Required task. Format every line of the records below as a JSON list of strings, one string per line, skipping blank lines. Leave the pictures out of your answer.
— Begin Records provided —
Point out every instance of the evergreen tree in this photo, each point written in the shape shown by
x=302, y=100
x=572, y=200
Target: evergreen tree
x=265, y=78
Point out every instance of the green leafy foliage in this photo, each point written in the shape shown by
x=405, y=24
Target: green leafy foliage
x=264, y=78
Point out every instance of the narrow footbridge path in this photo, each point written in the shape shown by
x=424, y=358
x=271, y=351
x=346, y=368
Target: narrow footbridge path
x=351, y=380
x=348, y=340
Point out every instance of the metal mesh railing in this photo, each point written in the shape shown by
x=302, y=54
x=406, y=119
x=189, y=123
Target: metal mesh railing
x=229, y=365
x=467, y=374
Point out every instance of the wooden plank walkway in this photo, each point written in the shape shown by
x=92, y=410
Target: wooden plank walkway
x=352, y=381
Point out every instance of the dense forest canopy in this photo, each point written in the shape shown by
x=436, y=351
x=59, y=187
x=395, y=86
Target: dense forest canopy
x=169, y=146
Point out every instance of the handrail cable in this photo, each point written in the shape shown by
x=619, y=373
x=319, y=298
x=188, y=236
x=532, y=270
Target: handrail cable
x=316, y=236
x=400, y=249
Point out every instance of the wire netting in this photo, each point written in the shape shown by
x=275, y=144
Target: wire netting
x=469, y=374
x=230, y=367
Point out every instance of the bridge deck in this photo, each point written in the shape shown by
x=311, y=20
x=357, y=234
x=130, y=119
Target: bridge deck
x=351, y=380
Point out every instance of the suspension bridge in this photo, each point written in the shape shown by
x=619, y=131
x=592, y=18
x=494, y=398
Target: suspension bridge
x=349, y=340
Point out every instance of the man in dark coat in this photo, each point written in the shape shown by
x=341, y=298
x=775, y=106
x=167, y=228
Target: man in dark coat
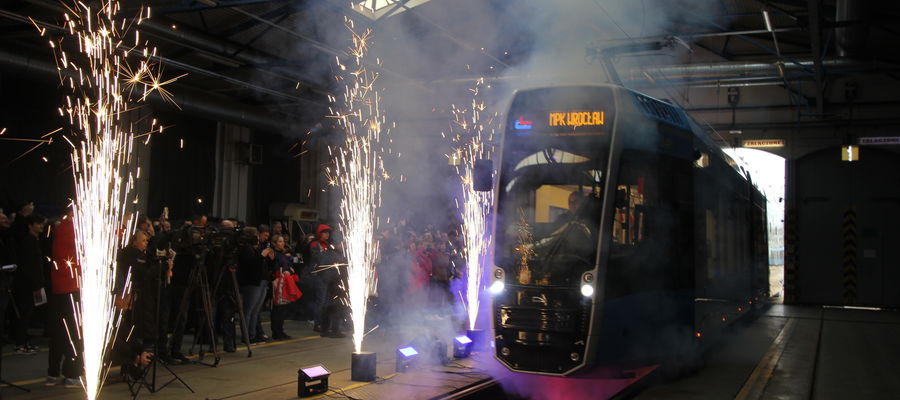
x=65, y=343
x=328, y=293
x=30, y=282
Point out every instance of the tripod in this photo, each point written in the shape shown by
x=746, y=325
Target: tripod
x=2, y=381
x=199, y=279
x=236, y=298
x=150, y=370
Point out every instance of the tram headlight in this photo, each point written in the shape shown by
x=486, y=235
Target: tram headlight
x=587, y=290
x=496, y=287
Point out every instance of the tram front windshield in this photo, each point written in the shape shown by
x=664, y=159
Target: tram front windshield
x=549, y=213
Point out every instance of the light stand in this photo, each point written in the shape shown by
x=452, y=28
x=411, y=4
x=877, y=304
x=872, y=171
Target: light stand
x=362, y=366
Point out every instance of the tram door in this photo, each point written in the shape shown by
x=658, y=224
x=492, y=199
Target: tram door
x=848, y=249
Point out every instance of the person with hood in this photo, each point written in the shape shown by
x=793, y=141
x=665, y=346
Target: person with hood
x=65, y=292
x=29, y=283
x=279, y=263
x=323, y=256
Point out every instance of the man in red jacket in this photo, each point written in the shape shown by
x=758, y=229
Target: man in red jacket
x=65, y=285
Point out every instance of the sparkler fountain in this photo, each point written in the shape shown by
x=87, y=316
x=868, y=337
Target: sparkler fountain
x=359, y=173
x=106, y=77
x=474, y=145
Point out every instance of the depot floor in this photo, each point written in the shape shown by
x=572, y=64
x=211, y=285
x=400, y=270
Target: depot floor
x=788, y=352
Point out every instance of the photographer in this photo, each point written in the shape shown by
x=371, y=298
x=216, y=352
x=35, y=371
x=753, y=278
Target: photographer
x=253, y=277
x=7, y=259
x=190, y=246
x=222, y=262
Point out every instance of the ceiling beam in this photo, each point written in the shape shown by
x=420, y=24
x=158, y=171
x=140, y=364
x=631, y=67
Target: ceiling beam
x=815, y=41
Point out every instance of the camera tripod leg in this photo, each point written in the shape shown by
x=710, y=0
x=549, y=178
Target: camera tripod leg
x=245, y=330
x=181, y=318
x=207, y=310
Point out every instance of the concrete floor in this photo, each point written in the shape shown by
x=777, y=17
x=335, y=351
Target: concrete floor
x=789, y=352
x=796, y=352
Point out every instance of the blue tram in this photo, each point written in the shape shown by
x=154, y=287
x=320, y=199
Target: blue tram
x=623, y=234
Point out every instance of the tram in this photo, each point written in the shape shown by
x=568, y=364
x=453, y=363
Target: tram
x=623, y=234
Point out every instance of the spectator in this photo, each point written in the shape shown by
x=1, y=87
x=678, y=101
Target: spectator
x=279, y=262
x=64, y=285
x=29, y=287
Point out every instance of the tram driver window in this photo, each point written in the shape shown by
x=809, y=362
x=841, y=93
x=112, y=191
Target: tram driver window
x=552, y=205
x=634, y=199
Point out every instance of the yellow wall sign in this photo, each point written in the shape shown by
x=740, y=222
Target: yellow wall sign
x=577, y=118
x=761, y=143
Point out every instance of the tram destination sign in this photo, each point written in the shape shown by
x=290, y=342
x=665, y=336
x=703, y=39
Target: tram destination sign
x=880, y=140
x=764, y=143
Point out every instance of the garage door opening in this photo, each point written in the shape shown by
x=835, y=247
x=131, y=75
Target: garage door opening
x=767, y=171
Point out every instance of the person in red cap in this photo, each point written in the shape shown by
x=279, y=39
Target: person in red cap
x=323, y=257
x=65, y=286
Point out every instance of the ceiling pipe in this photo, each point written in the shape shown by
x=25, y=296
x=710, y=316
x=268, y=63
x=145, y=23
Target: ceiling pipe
x=191, y=101
x=752, y=68
x=850, y=40
x=186, y=36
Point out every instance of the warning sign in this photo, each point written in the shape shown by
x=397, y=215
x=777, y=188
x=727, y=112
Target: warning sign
x=880, y=140
x=758, y=143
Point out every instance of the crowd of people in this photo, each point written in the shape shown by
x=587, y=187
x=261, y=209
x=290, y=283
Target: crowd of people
x=197, y=277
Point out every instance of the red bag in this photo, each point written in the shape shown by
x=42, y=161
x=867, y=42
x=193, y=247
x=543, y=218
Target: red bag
x=284, y=288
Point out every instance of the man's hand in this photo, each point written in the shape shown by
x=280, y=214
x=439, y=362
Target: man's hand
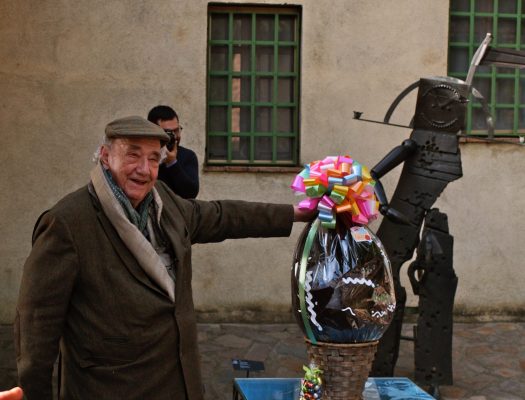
— End Records provided —
Result of the task.
[
  "Point out every instance of the evergreen tree in this photo, each point written in the shape shown by",
  "x=302, y=100",
  "x=572, y=200",
  "Target: evergreen tree",
  "x=265, y=78",
  "Point out every instance of the green leafy foliage in this photo, each point written in the shape shown by",
  "x=405, y=24",
  "Target: green leafy foliage",
  "x=264, y=78",
  "Point out every instance of the narrow footbridge path in this photo, each point written in the shape shown by",
  "x=424, y=358",
  "x=271, y=351",
  "x=346, y=368",
  "Target: narrow footbridge path",
  "x=351, y=380",
  "x=348, y=340",
  "Point out every instance of the metal mesh railing in this photo, each point written in the shape shown by",
  "x=302, y=54",
  "x=406, y=119",
  "x=189, y=123",
  "Target: metal mesh railing",
  "x=229, y=365",
  "x=467, y=374",
  "Point out every instance of the wooden plank walkway in this photo, each point written in the shape shown by",
  "x=92, y=410",
  "Target: wooden plank walkway",
  "x=352, y=381",
  "Point out every instance of the dense forest canopy in this photo, each point written in the shape shown by",
  "x=436, y=351",
  "x=59, y=187",
  "x=395, y=86",
  "Target: dense forest canopy",
  "x=169, y=146",
  "Point out every instance of the handrail cable in this photo, each point written in the shape shown by",
  "x=619, y=373",
  "x=319, y=298",
  "x=188, y=236",
  "x=532, y=270",
  "Target: handrail cable",
  "x=316, y=236",
  "x=400, y=249",
  "Point out every instance of the wire netting in this photo, each point written in the shape shown by",
  "x=275, y=144",
  "Target: wire netting",
  "x=469, y=374",
  "x=230, y=367",
  "Point out every instance of the bridge deck in this photo, each point written in the shape shown by",
  "x=311, y=20",
  "x=357, y=234",
  "x=130, y=119",
  "Target: bridge deck",
  "x=351, y=380",
  "Point out every instance of the suspension bridge in this photo, each point written in the shape shown by",
  "x=619, y=131",
  "x=592, y=18",
  "x=494, y=398",
  "Target: suspension bridge",
  "x=349, y=340",
  "Point out every instance of the man in dark coat in this photo, each point written in the shape shown by",
  "x=341, y=298",
  "x=775, y=106",
  "x=167, y=228",
  "Target: man in dark coat",
  "x=65, y=343",
  "x=328, y=293",
  "x=30, y=282",
  "Point out every instance of the tripod in this photo, each point written in the shape shown by",
  "x=746, y=325",
  "Target: tripod",
  "x=2, y=381",
  "x=199, y=279",
  "x=236, y=298",
  "x=150, y=370",
  "Point out every instance of the tram headlight in this photo, each point written in the shape shown by",
  "x=486, y=235",
  "Target: tram headlight",
  "x=587, y=290",
  "x=496, y=287",
  "Point out every instance of the tram front windshield in this photo, each point written in the shape shown by",
  "x=664, y=159",
  "Target: tram front windshield",
  "x=549, y=213",
  "Point out every instance of the light stand in this photo, each point written in the shape shown by",
  "x=452, y=28",
  "x=411, y=4",
  "x=877, y=304",
  "x=872, y=171",
  "Target: light stand",
  "x=362, y=366",
  "Point out every instance of the tram door in this photo, each point written in the shape shown by",
  "x=658, y=224",
  "x=492, y=199",
  "Target: tram door",
  "x=848, y=249",
  "Point out every instance of the person with hood in this photo, each point written in the shape shown by",
  "x=793, y=141",
  "x=665, y=346",
  "Target: person with hood",
  "x=65, y=292",
  "x=29, y=283",
  "x=279, y=263",
  "x=323, y=256",
  "Point out every instance of the man in red jacket in this photo, each point written in the shape shown by",
  "x=758, y=229",
  "Target: man in red jacket",
  "x=65, y=285",
  "Point out every instance of the sparkler fountain in this photo, each point written in the shape shown by",
  "x=87, y=316",
  "x=868, y=337",
  "Target: sparkler fountain",
  "x=359, y=173",
  "x=106, y=77",
  "x=474, y=145",
  "Point out every instance of the depot floor in this photo, each point written in the shape shown by",
  "x=572, y=64",
  "x=211, y=285",
  "x=400, y=270",
  "Target: depot floor",
  "x=788, y=352",
  "Point out every instance of the photographer in this photo, each point written in the shape shown by",
  "x=371, y=298",
  "x=216, y=352",
  "x=35, y=371",
  "x=753, y=278",
  "Target: photographer",
  "x=253, y=277",
  "x=7, y=259",
  "x=190, y=246",
  "x=222, y=262",
  "Point out every instance of the ceiling beam in this photo, each point written in the shape shown by",
  "x=420, y=24",
  "x=158, y=171",
  "x=140, y=364",
  "x=631, y=67",
  "Target: ceiling beam",
  "x=815, y=41",
  "Point out every instance of the camera tripod leg in this photo, each point written in the shape shown by",
  "x=710, y=0",
  "x=549, y=178",
  "Target: camera tripod leg",
  "x=245, y=330",
  "x=181, y=318",
  "x=207, y=310",
  "Point out every instance of the concrete floor in this photo, each point written in the shape shown by",
  "x=777, y=17",
  "x=335, y=351",
  "Target: concrete floor",
  "x=789, y=352",
  "x=796, y=352",
  "Point out every instance of the blue tram in this photo, each point written in the shape shown by",
  "x=154, y=287",
  "x=320, y=199",
  "Target: blue tram",
  "x=623, y=234",
  "Point out every instance of the tram in this photo, each point written in the shape shown by",
  "x=568, y=364",
  "x=453, y=363",
  "Target: tram",
  "x=623, y=234",
  "Point out every instance of the spectator in this photo, each point written in the shape shown by",
  "x=1, y=87",
  "x=678, y=101",
  "Target: spectator",
  "x=279, y=262",
  "x=64, y=285",
  "x=29, y=287",
  "Point out every instance of the tram driver window in this photo, each point written in the shape shown by",
  "x=809, y=362",
  "x=841, y=93",
  "x=112, y=191",
  "Target: tram driver window",
  "x=552, y=205",
  "x=634, y=199",
  "Point out every instance of the yellow wall sign in this photo, each point written in the shape shown by",
  "x=740, y=222",
  "Target: yellow wall sign",
  "x=577, y=118",
  "x=761, y=143",
  "Point out every instance of the tram destination sign in this photo, each point written in the shape shown by",
  "x=290, y=342",
  "x=665, y=336",
  "x=703, y=39",
  "Target: tram destination sign",
  "x=880, y=140",
  "x=764, y=143",
  "Point out every instance of the garage door opening in this photo, each point written in the shape shown by",
  "x=835, y=247",
  "x=131, y=75",
  "Target: garage door opening",
  "x=767, y=171",
  "Point out every instance of the person in red cap in this photo, each point written in the shape shown by",
  "x=279, y=39",
  "Target: person in red cap",
  "x=323, y=257",
  "x=65, y=286",
  "Point out every instance of the ceiling pipe in this photo, each point written in the shape shown by",
  "x=25, y=296",
  "x=710, y=316",
  "x=268, y=63",
  "x=145, y=23",
  "Target: ceiling pipe",
  "x=191, y=101",
  "x=752, y=68",
  "x=850, y=40",
  "x=186, y=36",
  "Point out every instance of the warning sign in this photo, each point written in the shape shown by",
  "x=397, y=215",
  "x=777, y=188",
  "x=727, y=112",
  "Target: warning sign",
  "x=880, y=140",
  "x=758, y=143",
  "Point out every instance of the crowd of people in this photo, each point written in the shape shown by",
  "x=587, y=187",
  "x=261, y=209",
  "x=290, y=283",
  "Target: crowd of people",
  "x=197, y=277",
  "Point out every instance of the red bag in this photo, each point written in the shape shown by",
  "x=42, y=161",
  "x=867, y=42",
  "x=193, y=247",
  "x=543, y=218",
  "Target: red bag",
  "x=284, y=288",
  "Point out every instance of the man's hand in this photo, each point written in the shape shown by",
  "x=280, y=214",
  "x=439, y=362",
  "Target: man's hand"
]